-- Opening Marker --

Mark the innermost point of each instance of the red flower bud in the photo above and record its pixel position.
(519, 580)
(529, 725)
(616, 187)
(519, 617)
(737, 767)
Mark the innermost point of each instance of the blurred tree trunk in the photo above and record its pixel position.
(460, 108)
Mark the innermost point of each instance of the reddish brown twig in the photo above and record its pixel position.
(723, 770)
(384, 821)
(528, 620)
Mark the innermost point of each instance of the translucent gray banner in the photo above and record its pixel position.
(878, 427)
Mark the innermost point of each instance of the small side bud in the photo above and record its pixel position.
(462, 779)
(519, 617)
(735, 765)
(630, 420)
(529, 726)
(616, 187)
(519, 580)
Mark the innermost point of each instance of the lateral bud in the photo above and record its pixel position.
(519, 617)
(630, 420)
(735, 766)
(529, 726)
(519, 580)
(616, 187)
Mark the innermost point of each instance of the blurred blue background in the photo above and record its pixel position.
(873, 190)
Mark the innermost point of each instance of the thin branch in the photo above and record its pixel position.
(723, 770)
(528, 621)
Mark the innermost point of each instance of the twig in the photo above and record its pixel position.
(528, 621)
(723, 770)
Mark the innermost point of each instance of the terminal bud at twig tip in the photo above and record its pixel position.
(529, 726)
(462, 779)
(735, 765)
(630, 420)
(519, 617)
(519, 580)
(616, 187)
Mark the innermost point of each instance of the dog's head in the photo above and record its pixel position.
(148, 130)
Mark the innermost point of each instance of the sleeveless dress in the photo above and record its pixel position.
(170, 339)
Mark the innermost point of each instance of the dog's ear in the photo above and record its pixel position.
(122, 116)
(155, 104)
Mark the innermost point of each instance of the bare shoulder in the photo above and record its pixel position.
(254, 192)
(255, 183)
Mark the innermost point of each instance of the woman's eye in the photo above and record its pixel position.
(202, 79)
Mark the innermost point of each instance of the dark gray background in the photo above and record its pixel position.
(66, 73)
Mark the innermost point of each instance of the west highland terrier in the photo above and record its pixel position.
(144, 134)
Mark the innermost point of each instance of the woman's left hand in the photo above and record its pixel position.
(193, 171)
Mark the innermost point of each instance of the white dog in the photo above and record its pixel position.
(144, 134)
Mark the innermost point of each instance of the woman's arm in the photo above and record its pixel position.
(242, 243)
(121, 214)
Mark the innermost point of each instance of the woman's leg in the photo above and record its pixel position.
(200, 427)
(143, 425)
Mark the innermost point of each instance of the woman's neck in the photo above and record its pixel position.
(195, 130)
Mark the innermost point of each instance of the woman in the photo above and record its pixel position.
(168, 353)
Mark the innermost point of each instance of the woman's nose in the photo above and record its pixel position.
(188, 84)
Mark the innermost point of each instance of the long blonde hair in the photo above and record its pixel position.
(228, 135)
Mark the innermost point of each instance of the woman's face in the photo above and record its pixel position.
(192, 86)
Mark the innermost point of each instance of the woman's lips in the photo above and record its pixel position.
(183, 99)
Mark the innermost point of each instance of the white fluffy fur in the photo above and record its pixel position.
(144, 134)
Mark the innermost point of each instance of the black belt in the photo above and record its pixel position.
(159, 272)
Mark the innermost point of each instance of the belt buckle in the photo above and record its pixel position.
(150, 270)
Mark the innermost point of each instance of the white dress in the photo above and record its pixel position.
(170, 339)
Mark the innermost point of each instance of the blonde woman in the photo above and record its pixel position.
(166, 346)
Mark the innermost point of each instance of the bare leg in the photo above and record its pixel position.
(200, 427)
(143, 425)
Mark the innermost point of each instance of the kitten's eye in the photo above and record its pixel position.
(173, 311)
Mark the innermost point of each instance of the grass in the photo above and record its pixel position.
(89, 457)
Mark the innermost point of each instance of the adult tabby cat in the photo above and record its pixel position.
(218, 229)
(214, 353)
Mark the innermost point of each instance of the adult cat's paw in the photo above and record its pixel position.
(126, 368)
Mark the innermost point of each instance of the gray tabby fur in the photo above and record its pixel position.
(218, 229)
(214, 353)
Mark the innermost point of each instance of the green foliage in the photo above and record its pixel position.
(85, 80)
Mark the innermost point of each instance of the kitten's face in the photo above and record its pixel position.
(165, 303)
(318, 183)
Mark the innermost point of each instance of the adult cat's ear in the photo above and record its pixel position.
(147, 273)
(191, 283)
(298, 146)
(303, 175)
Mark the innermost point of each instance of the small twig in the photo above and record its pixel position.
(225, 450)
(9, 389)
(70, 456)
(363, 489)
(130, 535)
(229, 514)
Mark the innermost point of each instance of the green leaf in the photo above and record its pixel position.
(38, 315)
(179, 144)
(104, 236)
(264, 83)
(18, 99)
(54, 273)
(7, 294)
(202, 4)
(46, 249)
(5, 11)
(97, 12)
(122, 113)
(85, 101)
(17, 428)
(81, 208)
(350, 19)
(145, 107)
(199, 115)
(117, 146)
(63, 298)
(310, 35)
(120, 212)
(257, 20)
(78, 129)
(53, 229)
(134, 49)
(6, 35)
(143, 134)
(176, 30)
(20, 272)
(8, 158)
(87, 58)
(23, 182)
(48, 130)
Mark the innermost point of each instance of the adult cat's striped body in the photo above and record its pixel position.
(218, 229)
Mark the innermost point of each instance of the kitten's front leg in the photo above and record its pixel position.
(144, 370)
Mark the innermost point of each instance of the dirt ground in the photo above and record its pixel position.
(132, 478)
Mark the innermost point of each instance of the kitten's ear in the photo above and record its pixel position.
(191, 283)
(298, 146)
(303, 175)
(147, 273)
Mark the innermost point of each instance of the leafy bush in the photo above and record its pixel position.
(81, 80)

-- Closing Marker --
-- Opening Marker --

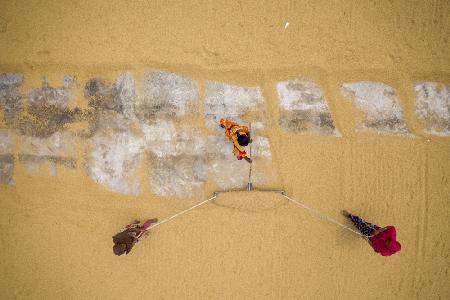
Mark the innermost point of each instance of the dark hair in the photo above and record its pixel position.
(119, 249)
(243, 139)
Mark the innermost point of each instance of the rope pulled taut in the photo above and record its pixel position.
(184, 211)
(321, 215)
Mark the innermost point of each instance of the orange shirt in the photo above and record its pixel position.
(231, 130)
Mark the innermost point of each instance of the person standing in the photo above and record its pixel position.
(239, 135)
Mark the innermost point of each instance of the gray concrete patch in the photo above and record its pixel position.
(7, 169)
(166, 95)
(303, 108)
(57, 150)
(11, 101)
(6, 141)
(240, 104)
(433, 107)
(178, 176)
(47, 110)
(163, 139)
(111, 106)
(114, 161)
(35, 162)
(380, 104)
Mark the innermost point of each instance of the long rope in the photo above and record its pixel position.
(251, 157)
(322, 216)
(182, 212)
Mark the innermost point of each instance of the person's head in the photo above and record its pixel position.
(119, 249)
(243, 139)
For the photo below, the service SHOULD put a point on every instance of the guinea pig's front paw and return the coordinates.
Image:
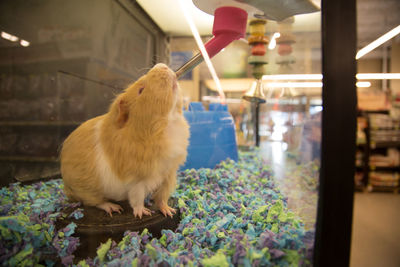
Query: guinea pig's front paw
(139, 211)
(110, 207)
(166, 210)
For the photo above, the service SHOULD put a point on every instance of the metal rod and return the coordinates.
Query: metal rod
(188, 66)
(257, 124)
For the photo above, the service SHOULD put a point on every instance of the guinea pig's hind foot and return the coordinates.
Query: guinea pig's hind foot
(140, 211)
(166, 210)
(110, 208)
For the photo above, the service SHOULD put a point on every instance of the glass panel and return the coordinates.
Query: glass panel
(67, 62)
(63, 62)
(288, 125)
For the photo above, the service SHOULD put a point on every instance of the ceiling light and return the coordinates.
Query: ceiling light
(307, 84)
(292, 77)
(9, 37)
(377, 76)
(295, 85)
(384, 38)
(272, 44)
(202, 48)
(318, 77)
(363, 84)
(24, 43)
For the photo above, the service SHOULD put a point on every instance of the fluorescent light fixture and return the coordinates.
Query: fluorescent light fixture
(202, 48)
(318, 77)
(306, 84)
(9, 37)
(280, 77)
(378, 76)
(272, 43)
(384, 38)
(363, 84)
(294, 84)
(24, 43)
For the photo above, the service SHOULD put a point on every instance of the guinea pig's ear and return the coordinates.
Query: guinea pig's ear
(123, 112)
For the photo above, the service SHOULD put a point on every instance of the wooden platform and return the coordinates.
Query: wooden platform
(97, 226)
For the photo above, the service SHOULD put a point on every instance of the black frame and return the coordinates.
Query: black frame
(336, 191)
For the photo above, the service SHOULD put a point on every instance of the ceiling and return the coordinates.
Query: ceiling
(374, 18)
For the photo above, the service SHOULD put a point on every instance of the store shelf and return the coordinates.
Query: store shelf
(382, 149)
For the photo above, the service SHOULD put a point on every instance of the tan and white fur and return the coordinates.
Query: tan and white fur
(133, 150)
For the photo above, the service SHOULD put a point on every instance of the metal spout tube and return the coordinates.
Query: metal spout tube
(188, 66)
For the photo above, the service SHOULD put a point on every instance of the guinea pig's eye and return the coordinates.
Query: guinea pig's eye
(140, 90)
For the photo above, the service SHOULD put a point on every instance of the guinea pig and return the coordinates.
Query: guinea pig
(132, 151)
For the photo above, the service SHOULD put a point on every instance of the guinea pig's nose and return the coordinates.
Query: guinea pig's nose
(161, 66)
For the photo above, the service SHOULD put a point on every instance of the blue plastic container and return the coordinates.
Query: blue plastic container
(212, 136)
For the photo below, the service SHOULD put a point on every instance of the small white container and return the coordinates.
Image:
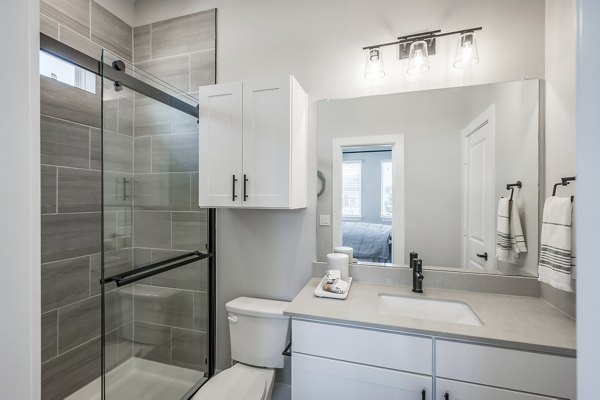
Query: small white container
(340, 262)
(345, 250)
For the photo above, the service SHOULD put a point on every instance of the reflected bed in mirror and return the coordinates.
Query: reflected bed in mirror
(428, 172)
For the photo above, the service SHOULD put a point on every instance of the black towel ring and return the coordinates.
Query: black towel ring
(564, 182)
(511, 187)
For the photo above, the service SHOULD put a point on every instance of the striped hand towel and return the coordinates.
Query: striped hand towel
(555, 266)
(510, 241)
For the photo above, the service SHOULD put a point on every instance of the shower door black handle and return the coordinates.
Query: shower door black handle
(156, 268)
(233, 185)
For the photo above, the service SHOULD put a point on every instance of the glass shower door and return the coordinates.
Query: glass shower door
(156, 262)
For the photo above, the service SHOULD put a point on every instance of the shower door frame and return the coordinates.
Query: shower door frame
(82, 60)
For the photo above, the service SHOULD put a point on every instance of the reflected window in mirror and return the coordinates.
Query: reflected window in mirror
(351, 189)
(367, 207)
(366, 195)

-- Closing Marker --

YOUR TASK
Your answer should be the lines above, word for word, from the line with "Query: tan and white fur" through the line with "bed in mirror and return the coordinates.", minus the pictures.

RESPONSE AREA
Query: tan and white fur
(133, 150)
For the photo above, the service SHOULD put a point on every instance of the metal spout tube and return the coordinates.
Query: metal spout tube
(188, 66)
For the photo above, the service SHOULD put a point on every instance of the guinea pig's eye and return the coordinates.
Query: guinea pig's eye
(140, 90)
For the photo above, the service SHOULD put a point on every instance of the guinea pig and return the coordinates.
Query: guinea pig
(132, 151)
For the photo above, the service SHOULD put a point on every instance of the guinea pig's nose and return the coordinates.
Query: guinea pig's nose
(161, 66)
For the photo above, the service SHOULD put a point on every instance of the blue plastic container and return the coordinates.
Query: blue plastic container
(212, 136)
For the photo below, the service SHOULD put a point on every instance of the small white container and return the coordinates.
Image:
Query: small white container
(340, 262)
(345, 250)
For the photo above, the service SHOULD put a point on every instance of the reflected bed in mirror and return the coordinates.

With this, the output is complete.